The VR Device In Your Head

Here’s one way this plays out. Human beings have an amazing ability to imagine things that do not exist. We are the masters of virtual reality.  We draw on our memories to invent imagined futures. We make stuff up. And we do it all the time, quite spontaneously,

Our virtual reality skills are useful — in fact, they’ve given human beings an evolutionary edge. The ability to form mental pictures allows us to anticipate good or bad things that might be about to happen. This gives us vastly more choices of action.

But there’s a problem. Remember that the brain has a body, and every thought is also a physical event. Unlike a computer, our daydreams trigger physiological responses. You don’t need to be a scientist to grasp this: you can observe yourself. If you vividly imagine a delicious meal, you’ll begin to salivate. If you dwell on a tax audit, your stomach will knot. Your nervous system reacts as if what’s crossing your mind is happening in the real world.

A Handy Mantra

On some level, our bodies don’t know the difference between actual reality and virtual reality.

When you sit down to think about something, you are perfectly aware that you are only thinking and that nothing else is happening. You know this rationally, but not physiologically. Your body starts to respond to your thoughts as if your mental pictures were real. Perhaps the response is muted, but it’s there.

At this point, we need consciously—and sometimes repeatedly—to remind ourselves that thinking is only thinking.

It’s worth having this little slogan in easy reach the moment you begin a major process of creation or exploration, whether you’re alone or in a group. When your chest tightens and your mouth gets dry in response to some crazy idea, give yourself a nudge and repeat the mantra: Thinking is only thinking.

-------------------------

## DIRECTIVES
A) Answer each question from the passage on mental virtual reality, putting each answer on its own line.
(i) According to the passage, what have our virtual reality skills given human beings?
(ii) What happens if you vividly imagine a delicious meal?
(iii) What mantra does the passage recommend repeating?
B) Reproduce the passage on mental virtual reality word for word, from "When you sit" to "but it’s there.".
The records play no part in any of the work here.

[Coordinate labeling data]
-------------------------

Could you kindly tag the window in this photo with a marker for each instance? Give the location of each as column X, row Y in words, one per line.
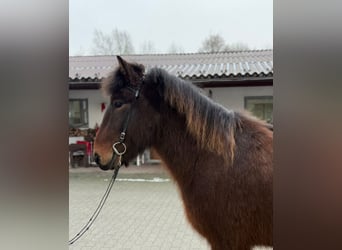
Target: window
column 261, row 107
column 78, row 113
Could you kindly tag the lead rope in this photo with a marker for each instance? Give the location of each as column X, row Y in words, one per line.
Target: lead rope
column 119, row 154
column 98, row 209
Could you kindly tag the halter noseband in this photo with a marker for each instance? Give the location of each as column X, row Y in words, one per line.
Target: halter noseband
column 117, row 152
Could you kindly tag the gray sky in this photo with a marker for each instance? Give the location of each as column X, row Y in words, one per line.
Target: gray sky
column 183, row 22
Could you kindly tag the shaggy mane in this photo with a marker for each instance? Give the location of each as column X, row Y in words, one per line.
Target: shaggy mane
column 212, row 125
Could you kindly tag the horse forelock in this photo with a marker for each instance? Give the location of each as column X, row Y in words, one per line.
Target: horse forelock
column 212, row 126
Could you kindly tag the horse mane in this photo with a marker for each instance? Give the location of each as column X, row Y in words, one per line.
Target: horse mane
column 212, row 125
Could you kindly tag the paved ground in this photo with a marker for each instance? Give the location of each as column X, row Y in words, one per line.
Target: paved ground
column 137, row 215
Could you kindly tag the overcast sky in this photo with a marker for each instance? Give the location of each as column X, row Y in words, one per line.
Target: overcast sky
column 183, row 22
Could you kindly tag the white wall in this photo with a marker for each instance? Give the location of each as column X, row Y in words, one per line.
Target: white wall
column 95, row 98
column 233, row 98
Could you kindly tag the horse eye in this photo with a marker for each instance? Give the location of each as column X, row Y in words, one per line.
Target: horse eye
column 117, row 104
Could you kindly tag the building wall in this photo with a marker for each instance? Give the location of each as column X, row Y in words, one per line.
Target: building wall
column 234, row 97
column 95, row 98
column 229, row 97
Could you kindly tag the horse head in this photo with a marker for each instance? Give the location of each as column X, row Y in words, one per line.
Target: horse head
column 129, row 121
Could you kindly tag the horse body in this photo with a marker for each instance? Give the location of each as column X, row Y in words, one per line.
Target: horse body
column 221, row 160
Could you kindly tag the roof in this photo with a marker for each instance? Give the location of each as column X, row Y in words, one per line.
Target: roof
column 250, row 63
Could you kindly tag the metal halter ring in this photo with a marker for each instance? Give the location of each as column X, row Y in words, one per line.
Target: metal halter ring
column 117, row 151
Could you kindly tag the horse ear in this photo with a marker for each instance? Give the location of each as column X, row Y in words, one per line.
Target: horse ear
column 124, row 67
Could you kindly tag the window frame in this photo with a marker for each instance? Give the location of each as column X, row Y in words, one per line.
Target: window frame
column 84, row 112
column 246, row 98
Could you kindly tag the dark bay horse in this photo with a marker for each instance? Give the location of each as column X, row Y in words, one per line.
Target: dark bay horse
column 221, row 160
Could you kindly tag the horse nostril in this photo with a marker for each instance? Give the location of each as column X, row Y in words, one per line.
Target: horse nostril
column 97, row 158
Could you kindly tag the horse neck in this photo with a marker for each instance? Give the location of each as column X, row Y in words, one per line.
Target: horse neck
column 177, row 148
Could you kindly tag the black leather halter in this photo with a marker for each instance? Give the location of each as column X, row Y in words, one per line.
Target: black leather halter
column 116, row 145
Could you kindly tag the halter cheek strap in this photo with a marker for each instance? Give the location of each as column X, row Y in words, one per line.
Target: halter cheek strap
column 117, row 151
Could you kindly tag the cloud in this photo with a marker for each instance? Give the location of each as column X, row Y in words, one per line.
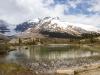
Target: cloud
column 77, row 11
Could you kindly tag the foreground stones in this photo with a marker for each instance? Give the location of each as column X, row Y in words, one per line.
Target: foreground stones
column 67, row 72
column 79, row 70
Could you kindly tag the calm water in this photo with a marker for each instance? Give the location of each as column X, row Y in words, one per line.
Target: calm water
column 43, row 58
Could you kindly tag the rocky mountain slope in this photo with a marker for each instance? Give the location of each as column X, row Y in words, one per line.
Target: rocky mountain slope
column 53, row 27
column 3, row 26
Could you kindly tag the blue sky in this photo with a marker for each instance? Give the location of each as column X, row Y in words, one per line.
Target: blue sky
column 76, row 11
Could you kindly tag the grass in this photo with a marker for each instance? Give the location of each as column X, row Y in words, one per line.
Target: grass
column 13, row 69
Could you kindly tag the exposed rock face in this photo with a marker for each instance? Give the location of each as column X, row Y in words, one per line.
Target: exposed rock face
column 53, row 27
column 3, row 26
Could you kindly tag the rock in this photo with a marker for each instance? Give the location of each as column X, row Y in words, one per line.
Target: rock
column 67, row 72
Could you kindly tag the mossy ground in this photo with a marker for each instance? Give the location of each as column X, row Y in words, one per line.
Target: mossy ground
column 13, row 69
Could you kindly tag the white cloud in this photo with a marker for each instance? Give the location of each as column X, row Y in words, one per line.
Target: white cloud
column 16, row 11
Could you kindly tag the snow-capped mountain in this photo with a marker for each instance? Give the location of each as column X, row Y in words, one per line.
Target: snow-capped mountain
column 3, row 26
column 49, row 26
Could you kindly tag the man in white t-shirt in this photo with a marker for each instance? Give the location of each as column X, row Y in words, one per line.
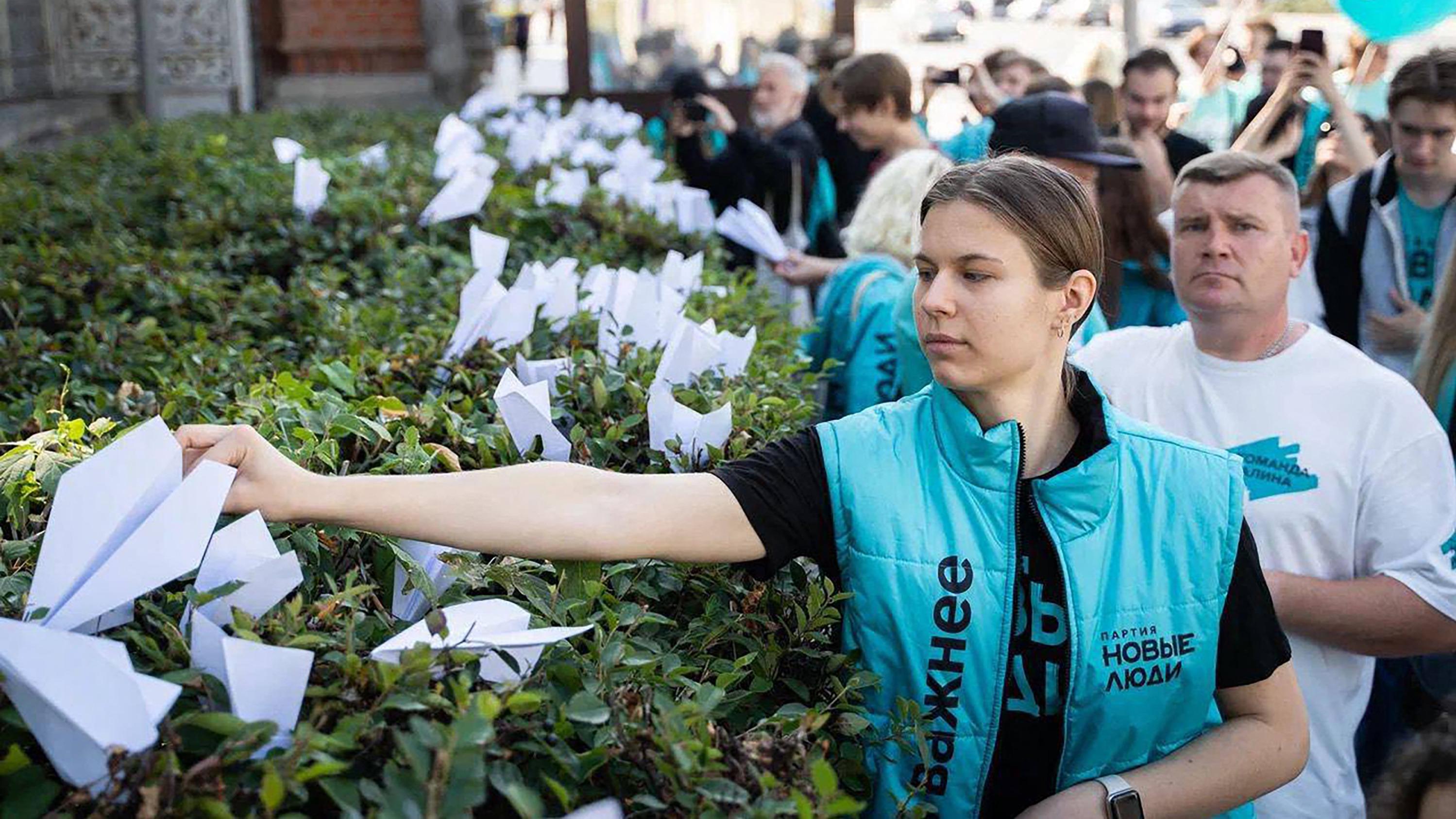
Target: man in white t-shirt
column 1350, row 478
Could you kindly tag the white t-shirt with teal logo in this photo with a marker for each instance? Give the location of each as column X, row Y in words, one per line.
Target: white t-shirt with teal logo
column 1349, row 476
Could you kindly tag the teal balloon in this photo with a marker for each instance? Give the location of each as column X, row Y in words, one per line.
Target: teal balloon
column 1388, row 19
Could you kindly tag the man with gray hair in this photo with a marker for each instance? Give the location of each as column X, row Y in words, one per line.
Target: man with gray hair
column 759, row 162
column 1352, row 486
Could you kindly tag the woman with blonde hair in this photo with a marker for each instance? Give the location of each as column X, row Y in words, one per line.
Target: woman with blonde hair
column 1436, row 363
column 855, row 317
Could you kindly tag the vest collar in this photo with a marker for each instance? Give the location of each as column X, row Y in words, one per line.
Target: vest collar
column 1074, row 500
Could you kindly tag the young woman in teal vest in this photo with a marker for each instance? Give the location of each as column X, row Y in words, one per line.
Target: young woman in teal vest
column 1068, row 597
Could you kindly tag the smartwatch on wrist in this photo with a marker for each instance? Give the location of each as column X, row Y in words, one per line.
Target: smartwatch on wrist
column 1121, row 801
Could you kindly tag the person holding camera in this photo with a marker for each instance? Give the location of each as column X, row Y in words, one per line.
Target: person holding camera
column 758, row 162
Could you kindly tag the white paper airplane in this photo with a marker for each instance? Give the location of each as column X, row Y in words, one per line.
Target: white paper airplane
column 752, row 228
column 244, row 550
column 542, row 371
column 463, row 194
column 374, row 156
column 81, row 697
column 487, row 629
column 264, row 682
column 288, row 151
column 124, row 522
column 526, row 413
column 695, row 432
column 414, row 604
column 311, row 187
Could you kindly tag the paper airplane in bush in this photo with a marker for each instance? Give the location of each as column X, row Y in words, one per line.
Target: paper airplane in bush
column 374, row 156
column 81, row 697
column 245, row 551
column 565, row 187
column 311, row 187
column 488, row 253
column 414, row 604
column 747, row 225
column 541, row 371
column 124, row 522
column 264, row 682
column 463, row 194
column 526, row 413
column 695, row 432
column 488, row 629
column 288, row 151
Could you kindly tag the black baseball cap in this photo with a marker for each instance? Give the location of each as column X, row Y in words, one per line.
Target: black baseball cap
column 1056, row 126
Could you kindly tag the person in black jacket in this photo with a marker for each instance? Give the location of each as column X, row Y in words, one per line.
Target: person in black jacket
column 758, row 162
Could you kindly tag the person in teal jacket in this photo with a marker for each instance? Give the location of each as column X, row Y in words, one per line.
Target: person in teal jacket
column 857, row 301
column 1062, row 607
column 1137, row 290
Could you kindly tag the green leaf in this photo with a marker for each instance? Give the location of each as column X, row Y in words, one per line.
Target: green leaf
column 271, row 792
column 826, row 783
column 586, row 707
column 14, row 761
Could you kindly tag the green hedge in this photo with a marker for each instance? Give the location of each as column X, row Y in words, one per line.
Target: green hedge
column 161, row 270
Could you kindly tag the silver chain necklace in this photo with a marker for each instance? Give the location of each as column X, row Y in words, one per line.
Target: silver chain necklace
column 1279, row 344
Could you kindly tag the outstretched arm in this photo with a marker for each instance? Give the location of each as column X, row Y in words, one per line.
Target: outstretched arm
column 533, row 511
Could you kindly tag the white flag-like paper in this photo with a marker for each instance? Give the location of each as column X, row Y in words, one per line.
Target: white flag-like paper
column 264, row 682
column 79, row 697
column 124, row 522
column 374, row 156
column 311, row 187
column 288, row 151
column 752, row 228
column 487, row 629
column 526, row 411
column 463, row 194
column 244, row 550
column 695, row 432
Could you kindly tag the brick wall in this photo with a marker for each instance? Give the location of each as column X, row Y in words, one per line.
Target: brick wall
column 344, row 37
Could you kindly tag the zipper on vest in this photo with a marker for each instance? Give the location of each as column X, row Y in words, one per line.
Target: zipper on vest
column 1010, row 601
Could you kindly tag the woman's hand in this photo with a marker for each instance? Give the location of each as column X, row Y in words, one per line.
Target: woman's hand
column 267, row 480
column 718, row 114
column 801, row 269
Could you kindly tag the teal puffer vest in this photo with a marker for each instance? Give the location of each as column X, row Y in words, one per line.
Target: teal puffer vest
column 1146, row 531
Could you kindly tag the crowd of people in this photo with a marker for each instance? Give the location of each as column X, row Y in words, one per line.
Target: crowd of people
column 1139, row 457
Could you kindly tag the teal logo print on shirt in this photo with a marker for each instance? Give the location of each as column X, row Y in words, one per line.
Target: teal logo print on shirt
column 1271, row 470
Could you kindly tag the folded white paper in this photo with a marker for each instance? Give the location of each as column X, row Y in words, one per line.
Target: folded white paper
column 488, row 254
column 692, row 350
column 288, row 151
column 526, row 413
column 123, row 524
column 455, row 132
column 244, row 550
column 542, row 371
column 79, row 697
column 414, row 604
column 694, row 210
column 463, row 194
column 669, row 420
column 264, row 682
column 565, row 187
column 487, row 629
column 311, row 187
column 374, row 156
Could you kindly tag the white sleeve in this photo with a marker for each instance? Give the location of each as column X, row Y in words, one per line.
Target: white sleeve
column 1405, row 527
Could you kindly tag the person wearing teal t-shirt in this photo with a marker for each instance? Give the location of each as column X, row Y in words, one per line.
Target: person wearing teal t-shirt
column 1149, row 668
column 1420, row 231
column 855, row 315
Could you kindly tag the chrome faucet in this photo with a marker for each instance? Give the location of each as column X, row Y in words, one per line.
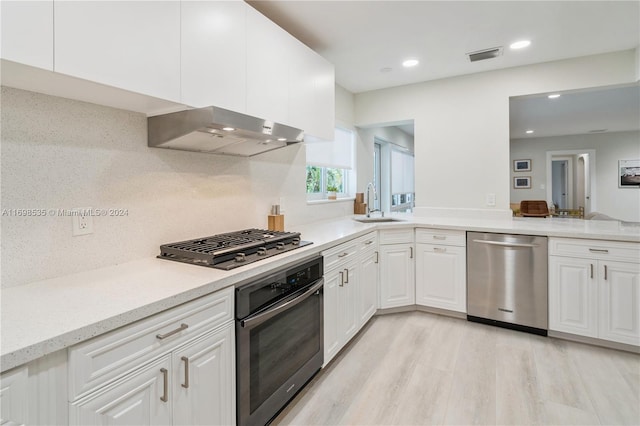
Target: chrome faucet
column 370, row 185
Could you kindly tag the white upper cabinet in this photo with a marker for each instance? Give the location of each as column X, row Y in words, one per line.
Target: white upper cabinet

-------------------------

## SOLUTIONS PER TASK
A)
(i) An evolutionary edge.
(ii) You begin to salivate.
(iii) Thinking is only thinking.

B)
When you sit down to think about something, you are perfectly aware that you are only thinking and that nothing else is happening. You know this rationally, but not physiologically. Your body starts to respond to your thoughts as if your mental pictures were real. Perhaps the response is muted, but it’s there.